#### Supplied passage
────────────────────────────────────────

Blame is of almost limitless supply in politics but that’s not to say it doesn’t retain significant value if fashioned with skill. Two policy announcements this week gave ample good indication that both Labour and the Conservatives are more than willing to make much of that raw material over the next six months. On the one hand, Labour built on its pledge to put up income tax and introduce a mansion tax by targeting private schools; on the other, the Conservatives sought to address their abundant failure to control immigration by proposing deeper cuts to benefits for migrants. What they have in common is that both parties’ policies are likely to be superficially popular, both run counter to their record of delivery in government and both target unpopular minorities perceived to be doing too well in straightened economic times.

Whether they’ll be successful in doing so is another matter. For one thing, as mentioned, neither has clean hands on their topics of choice; for another, it’s difficult leading a people’s revolution when you’re seen as being a class apart from the people.

────────────────────────────────────────

#### Stated exercise 1
Write out the part of the commentary on Labour and Conservative policy that begins with the words containing "Whether they’ll be" and ends with "from the people.".
#### Stated exercise 2
Continue the commentary on Labour and Conservative policy from the point where it stops.

────────────────────────────────────────

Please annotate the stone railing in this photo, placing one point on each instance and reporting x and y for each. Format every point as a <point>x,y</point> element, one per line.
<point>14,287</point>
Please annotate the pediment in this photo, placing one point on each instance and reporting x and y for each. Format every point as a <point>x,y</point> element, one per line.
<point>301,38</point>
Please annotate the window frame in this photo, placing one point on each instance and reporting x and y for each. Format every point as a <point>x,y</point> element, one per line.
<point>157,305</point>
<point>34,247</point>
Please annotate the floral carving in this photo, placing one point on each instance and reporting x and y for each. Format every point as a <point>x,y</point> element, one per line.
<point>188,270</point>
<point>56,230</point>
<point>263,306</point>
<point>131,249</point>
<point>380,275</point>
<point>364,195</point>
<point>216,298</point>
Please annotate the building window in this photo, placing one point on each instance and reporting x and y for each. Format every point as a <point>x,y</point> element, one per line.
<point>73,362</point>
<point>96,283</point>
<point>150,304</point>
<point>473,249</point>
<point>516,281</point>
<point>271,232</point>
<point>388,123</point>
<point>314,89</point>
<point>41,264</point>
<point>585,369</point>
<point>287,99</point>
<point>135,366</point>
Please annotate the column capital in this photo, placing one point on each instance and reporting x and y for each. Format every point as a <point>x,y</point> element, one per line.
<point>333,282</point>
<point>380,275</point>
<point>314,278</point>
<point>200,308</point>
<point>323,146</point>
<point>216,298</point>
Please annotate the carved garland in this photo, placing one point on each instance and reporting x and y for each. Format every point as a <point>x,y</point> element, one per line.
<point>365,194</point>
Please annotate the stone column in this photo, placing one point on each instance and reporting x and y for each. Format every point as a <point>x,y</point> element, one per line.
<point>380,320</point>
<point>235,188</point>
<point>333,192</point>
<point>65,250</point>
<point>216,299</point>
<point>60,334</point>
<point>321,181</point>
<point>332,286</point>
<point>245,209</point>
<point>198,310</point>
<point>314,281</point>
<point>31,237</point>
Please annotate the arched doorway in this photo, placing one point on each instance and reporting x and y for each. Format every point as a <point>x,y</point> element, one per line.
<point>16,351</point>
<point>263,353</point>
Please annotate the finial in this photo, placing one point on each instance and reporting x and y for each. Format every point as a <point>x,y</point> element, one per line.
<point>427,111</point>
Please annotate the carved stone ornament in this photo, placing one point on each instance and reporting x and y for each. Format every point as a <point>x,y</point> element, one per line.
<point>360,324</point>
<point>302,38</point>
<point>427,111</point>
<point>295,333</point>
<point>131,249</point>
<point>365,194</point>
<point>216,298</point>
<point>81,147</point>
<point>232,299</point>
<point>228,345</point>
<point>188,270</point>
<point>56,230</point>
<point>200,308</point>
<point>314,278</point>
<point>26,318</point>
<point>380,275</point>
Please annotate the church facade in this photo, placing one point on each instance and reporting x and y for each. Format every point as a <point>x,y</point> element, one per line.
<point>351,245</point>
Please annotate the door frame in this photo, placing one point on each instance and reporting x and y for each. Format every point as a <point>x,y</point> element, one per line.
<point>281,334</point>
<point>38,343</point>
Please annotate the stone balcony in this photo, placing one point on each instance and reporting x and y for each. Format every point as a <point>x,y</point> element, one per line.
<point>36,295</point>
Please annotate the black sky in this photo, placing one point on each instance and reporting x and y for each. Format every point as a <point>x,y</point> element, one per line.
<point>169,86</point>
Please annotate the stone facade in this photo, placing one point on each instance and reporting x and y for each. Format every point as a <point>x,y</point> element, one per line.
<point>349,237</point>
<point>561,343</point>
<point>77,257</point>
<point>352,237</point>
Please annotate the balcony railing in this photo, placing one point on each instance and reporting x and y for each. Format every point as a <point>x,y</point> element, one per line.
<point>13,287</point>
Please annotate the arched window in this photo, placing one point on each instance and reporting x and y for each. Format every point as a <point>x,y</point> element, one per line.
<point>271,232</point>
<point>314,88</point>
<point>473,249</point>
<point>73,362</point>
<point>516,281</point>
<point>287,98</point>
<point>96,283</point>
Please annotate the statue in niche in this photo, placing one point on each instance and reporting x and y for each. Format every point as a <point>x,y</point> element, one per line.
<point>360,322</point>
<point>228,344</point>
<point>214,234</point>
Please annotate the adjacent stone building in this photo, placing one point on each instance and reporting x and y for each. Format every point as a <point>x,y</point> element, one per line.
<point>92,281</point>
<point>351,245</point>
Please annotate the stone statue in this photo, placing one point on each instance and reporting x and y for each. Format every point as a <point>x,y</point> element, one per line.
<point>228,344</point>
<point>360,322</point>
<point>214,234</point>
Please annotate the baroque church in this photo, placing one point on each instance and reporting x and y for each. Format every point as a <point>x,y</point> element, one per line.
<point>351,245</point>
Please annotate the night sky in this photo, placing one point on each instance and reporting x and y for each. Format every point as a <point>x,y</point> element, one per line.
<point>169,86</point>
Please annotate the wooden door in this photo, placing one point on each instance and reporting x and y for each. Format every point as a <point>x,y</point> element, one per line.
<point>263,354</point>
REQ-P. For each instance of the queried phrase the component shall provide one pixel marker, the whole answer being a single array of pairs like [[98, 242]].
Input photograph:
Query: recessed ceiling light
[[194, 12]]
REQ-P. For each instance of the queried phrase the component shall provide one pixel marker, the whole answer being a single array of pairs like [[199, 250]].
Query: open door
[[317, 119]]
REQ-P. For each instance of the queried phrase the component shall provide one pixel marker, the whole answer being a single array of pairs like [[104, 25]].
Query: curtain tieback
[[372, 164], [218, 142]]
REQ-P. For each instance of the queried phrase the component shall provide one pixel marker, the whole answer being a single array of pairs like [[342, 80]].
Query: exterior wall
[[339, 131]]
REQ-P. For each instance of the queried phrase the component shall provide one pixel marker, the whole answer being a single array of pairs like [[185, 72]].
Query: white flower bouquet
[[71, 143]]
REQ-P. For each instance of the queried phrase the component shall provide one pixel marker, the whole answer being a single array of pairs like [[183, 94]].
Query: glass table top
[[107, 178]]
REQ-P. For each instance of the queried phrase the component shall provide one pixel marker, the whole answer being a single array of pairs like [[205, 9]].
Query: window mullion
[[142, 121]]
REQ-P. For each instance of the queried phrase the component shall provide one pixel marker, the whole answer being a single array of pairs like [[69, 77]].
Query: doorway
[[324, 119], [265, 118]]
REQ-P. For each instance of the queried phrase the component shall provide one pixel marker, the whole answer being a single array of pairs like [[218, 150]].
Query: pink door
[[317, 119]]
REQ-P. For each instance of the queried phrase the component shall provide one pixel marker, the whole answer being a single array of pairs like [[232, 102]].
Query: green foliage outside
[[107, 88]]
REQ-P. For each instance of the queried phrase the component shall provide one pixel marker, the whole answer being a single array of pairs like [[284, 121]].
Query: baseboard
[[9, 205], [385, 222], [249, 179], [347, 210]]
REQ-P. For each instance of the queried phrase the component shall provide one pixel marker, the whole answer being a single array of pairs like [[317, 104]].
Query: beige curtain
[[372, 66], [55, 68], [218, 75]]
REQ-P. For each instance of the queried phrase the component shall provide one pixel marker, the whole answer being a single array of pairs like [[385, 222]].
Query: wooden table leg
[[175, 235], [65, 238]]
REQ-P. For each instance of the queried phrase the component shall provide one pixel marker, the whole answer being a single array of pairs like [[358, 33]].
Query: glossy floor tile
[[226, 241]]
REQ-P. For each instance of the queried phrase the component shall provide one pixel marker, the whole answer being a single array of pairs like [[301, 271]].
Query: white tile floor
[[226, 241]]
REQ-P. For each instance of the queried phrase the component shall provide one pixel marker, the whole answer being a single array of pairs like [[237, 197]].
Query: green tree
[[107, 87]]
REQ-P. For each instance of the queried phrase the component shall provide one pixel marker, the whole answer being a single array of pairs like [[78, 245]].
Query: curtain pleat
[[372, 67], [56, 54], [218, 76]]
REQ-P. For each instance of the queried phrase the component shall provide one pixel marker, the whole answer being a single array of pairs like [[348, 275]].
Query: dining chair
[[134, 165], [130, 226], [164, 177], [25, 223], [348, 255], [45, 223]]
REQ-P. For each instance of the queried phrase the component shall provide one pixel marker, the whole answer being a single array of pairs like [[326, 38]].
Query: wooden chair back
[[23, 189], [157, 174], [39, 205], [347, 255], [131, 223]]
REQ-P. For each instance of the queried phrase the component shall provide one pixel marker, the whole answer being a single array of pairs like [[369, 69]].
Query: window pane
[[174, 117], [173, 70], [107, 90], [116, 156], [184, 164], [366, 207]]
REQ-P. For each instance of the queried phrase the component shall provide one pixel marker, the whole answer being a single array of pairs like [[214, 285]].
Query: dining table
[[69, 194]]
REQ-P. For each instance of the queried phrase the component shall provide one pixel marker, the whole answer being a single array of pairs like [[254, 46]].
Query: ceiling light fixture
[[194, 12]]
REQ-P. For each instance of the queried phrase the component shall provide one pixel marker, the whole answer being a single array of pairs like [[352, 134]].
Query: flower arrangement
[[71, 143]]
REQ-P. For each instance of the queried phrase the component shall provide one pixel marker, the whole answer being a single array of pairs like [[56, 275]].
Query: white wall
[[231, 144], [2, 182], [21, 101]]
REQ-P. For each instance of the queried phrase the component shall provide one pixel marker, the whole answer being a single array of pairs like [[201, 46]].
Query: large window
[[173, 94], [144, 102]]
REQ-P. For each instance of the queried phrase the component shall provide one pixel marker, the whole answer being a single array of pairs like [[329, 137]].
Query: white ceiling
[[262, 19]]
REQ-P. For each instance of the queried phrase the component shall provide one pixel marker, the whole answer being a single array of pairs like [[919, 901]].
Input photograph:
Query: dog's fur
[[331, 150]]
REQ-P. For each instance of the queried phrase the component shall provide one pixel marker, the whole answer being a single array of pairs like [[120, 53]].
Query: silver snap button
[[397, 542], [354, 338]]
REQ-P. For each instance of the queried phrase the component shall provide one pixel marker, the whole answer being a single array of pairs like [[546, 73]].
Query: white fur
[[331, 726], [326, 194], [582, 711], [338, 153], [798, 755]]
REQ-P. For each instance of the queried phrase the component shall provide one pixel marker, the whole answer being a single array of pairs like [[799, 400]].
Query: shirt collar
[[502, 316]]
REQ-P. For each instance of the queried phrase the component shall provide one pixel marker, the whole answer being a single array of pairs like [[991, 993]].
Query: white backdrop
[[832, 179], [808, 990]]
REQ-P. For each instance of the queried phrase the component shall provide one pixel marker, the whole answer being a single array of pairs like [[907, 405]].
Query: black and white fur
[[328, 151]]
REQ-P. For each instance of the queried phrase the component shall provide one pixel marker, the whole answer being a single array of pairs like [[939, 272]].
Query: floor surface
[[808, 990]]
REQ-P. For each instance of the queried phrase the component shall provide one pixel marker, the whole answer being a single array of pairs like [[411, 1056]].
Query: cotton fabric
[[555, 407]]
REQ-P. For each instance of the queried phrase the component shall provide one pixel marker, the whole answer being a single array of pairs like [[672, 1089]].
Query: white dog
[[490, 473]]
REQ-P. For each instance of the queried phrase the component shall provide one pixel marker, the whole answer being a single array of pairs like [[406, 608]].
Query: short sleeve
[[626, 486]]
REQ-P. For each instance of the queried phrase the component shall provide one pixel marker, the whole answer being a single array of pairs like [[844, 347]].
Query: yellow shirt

────────────────────────────────────────

#### Written reply 1
Whether they’ll be successful in doing so is another matter. For one thing, as mentioned, neither has clean hands on their topics of choice; for another, it’s difficult leading a people’s revolution when you’re seen as being a class apart from the people.

#### Written reply 2
There should be little doubt that the disillusionment with the established Westminster parties is just a part of a wider and widespread resentment of an apparently self-insulated and out-of-touch elite not just in politics (see Emily Thornberry and Andrew Mitchell for recent examples) but across all sectors, public and private, reaping great rewards while suffering few penalties when things go wrong. Against decreasing social mobility, it’s therefore unsurprising that those who feel excluded should be resentful of the gilded few. In reality, success rarely comes easily even to those with money and contacts but it certainly comes more readily than to those without.

Electorally, there should be much to gain from pitching in with the plebs (if we can use such a word), at least in the short term. Playing the blame game adroitly has worked wonders so far for UKIP and the SNP, but then they were able to credibly assume the role of outsiders and preach to an audience ready to listen. The contrast with the Lib Dems, who were unfortunate to switch from outsiders to insiders at just the wrong time, is obvious and stark (in 2010, there was one UKIP voter for every 7.5 Lib Dems; today there are about fifteen). It’s far less likely that the Tories or Labour can play it as well as the insurgent parties; what’s telling is that they’re choosing (or having) to play it at all.

Which brings us to the question as to will it work – for if it can, the prize is surely the key to Downing Street. The answer to that can be summed up in one word: credibility. Do they mean what they say or are they simply mouthing focus group findings, and even if they do, can they be relied on to implement their plans? Both parties have a long way to go before they can gain a pair of ticks on those questions.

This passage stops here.